The task: Only the lines below from the one containing "One marker per instance, like [321,141]." to the one containing "One marker per instance, like [226,72]." should be repeated, both included and unchanged.

:: Exercise input ::

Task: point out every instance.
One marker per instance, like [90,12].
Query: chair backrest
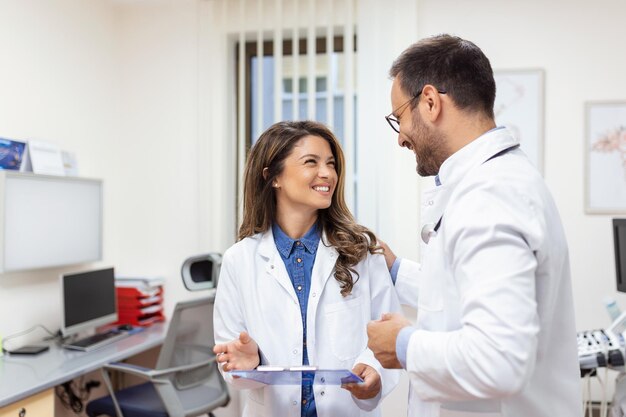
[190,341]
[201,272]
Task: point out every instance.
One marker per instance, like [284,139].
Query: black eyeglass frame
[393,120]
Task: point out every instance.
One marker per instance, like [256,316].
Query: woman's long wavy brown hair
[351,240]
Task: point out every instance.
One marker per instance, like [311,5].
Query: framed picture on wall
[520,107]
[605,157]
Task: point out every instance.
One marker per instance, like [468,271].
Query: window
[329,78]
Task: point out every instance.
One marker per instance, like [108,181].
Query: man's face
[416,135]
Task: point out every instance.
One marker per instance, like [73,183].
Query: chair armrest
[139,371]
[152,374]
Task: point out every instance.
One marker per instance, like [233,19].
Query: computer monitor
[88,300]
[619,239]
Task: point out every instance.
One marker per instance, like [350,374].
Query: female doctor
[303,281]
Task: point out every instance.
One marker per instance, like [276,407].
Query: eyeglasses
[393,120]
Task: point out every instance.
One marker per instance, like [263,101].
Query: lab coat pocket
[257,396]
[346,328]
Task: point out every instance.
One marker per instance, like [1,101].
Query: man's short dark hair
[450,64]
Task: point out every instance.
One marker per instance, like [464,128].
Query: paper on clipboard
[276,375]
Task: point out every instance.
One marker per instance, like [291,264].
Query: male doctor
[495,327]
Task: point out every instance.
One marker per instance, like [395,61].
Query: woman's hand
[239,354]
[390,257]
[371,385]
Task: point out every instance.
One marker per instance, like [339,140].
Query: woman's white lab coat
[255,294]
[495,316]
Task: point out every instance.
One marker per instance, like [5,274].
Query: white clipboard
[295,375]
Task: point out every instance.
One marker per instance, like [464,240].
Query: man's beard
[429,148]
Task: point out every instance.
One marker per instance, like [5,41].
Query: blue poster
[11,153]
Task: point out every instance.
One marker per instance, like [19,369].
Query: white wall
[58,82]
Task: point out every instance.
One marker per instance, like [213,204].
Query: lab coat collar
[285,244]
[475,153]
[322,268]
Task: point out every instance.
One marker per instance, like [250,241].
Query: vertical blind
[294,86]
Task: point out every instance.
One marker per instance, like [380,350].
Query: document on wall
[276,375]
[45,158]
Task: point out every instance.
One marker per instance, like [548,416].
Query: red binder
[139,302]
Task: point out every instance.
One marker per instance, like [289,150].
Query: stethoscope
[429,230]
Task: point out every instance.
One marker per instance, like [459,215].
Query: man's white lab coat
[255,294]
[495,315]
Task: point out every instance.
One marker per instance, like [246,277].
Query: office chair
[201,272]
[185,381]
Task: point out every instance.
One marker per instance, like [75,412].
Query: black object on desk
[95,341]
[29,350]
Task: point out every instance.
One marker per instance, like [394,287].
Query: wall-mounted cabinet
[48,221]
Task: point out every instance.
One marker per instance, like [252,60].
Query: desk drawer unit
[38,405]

:::
:: Exercise input ::

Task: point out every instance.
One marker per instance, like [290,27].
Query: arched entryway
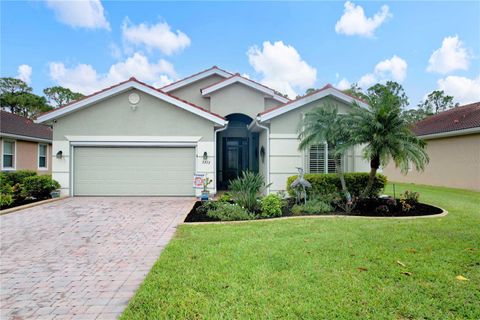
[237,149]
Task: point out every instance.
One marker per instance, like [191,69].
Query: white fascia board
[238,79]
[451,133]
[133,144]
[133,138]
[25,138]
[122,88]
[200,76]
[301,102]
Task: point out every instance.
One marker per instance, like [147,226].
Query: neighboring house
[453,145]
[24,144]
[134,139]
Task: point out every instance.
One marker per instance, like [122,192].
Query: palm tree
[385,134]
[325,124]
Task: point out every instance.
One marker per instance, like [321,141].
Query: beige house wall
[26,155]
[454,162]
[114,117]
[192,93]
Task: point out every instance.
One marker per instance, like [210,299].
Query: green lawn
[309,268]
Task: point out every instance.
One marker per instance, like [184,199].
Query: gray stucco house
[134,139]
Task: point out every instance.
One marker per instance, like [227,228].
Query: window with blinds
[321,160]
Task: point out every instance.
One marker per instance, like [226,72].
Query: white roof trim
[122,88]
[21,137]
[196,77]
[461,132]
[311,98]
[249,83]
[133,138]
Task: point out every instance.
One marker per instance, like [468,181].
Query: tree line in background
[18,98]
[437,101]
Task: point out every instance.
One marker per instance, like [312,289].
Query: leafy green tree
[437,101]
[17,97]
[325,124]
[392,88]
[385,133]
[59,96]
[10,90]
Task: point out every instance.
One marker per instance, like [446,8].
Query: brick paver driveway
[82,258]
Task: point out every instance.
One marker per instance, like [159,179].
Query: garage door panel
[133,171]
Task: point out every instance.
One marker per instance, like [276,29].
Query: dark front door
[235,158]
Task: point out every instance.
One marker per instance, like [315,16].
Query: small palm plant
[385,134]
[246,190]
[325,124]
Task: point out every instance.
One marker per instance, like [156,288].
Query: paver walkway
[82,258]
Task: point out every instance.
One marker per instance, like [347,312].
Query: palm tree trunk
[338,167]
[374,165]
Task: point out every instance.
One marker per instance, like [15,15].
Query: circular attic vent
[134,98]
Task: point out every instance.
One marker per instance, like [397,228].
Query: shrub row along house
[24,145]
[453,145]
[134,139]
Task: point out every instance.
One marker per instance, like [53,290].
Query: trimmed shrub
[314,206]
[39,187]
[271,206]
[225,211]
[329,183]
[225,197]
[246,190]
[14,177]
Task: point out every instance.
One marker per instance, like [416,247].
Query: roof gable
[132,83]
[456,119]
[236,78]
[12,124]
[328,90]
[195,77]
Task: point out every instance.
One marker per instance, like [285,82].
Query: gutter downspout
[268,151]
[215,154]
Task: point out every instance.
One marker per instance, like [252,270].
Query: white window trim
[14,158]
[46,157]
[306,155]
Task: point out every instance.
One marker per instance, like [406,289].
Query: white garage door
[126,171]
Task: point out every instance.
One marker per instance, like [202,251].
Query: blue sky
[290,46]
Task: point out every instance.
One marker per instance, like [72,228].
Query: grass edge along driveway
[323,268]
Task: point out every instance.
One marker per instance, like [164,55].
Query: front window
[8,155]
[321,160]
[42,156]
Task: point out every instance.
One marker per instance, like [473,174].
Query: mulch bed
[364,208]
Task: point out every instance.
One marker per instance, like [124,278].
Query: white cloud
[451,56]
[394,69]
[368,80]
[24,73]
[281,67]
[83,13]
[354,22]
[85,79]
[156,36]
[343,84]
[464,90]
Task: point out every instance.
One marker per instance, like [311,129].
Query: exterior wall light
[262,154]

:::

Output:
One marker per instance, like [321,141].
Query: beige house wall
[26,155]
[454,162]
[114,117]
[192,93]
Task: point out every instance.
One marker per instance, like [210,299].
Query: green lawn
[309,268]
Task: point out every instance.
One marker per instance, like [184,199].
Query: gray stucco house
[134,139]
Task: point out every instance.
One marker per instance, like [227,228].
Query: window with blinds
[321,160]
Task: point out every instance.
One marker per instance, like [226,72].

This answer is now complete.